Supplied records |

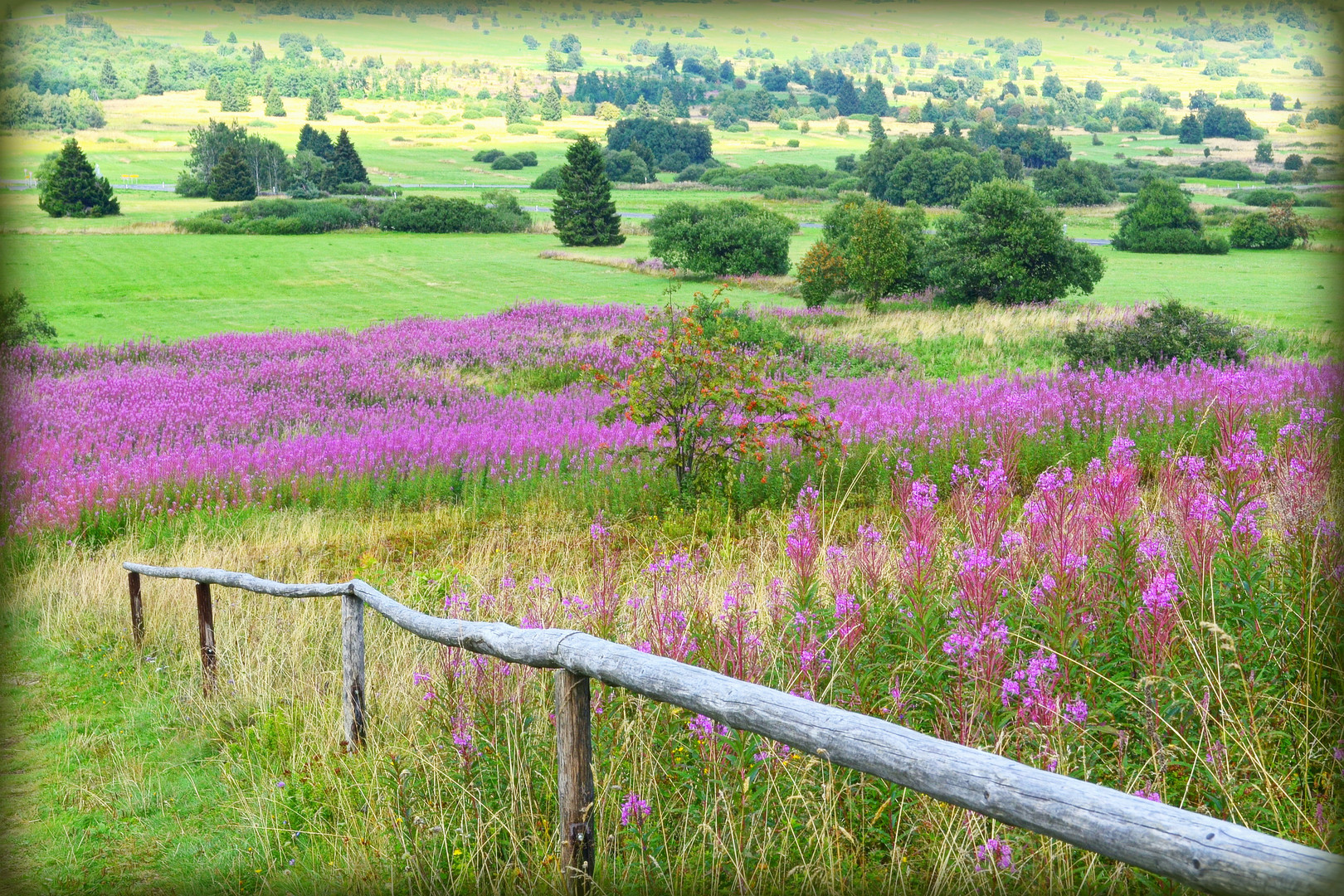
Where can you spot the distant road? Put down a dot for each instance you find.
(637, 215)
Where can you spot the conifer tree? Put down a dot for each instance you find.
(552, 108)
(275, 105)
(877, 132)
(74, 191)
(316, 108)
(230, 180)
(667, 106)
(347, 167)
(110, 77)
(585, 214)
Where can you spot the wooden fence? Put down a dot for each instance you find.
(1203, 852)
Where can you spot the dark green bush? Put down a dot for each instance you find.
(1170, 332)
(548, 179)
(499, 214)
(1255, 231)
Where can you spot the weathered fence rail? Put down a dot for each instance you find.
(1203, 852)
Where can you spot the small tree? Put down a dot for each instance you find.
(347, 167)
(231, 182)
(886, 251)
(316, 108)
(19, 324)
(275, 105)
(73, 191)
(552, 108)
(711, 401)
(1191, 130)
(821, 275)
(585, 214)
(108, 80)
(1007, 247)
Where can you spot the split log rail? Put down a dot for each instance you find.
(1202, 852)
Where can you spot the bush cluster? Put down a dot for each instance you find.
(1171, 332)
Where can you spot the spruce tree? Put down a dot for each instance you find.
(347, 167)
(74, 191)
(316, 109)
(110, 77)
(275, 105)
(552, 108)
(877, 132)
(667, 106)
(230, 180)
(585, 214)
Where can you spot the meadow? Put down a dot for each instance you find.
(1124, 577)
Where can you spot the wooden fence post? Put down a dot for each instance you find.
(206, 620)
(353, 670)
(138, 616)
(574, 762)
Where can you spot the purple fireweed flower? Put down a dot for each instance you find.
(633, 811)
(993, 853)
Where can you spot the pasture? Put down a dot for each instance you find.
(1127, 577)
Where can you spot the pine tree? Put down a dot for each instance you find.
(515, 109)
(347, 167)
(667, 106)
(275, 105)
(74, 191)
(316, 109)
(585, 214)
(110, 77)
(552, 108)
(230, 180)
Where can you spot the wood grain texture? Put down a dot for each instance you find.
(574, 766)
(138, 614)
(353, 672)
(206, 622)
(1203, 852)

Task brief | Write out the whole listing above word for word, but leave out the picture.

Completed exercise |
Where can you spot the distant road? Put down a dot for each instance you find.
(637, 215)
Where can you spot the conifer tree? Put down a dot for each instance you find.
(552, 108)
(275, 105)
(877, 132)
(74, 191)
(316, 108)
(230, 180)
(667, 106)
(347, 167)
(110, 77)
(585, 214)
Where can you spot the wooden fence? Put down a dot for each instance you find.
(1203, 852)
Where can you spot the dark green bush? Put down a dot for each instance you find.
(1170, 332)
(548, 179)
(499, 214)
(1255, 231)
Where can you spot the weathered fence rail? Put down a dot for each instance you find.
(1203, 852)
Where can you spot the small tree? Put down a dot for each instance you find.
(347, 167)
(231, 182)
(886, 251)
(316, 108)
(19, 324)
(275, 105)
(73, 191)
(552, 108)
(711, 401)
(1191, 130)
(821, 275)
(585, 214)
(108, 80)
(1007, 247)
Where can you spot the split log rail? Put down a dot for each instance you find.
(1202, 852)
Where can you spot the bush cluster? Put down a dot for each instance you find.
(1171, 332)
Where can you spot the spruce tree? Put down a dot for each instance you find.
(347, 167)
(74, 191)
(316, 109)
(110, 77)
(275, 105)
(552, 108)
(877, 132)
(667, 106)
(230, 180)
(585, 214)
Where can you spot the meadow? Put down a dot for each instance you find.
(1124, 577)
Where can you spot the wooden fence post? Put down a dot for each instance you find.
(206, 620)
(353, 670)
(138, 616)
(574, 762)
Where can you spot the purple fireweed flower? Put down a dot for each instance you find.
(633, 811)
(993, 853)
Where can you spot the pasture? Put down a dot for each instance you find.
(1127, 577)
Where can you spot the pine tree? Put down a dot for each instance you find.
(515, 109)
(347, 167)
(667, 106)
(275, 105)
(74, 191)
(316, 109)
(585, 214)
(110, 77)
(552, 108)
(230, 180)
Where can you spot the wood grain texture? Put down a dot for each instance you find.
(574, 766)
(138, 614)
(353, 672)
(206, 622)
(1203, 852)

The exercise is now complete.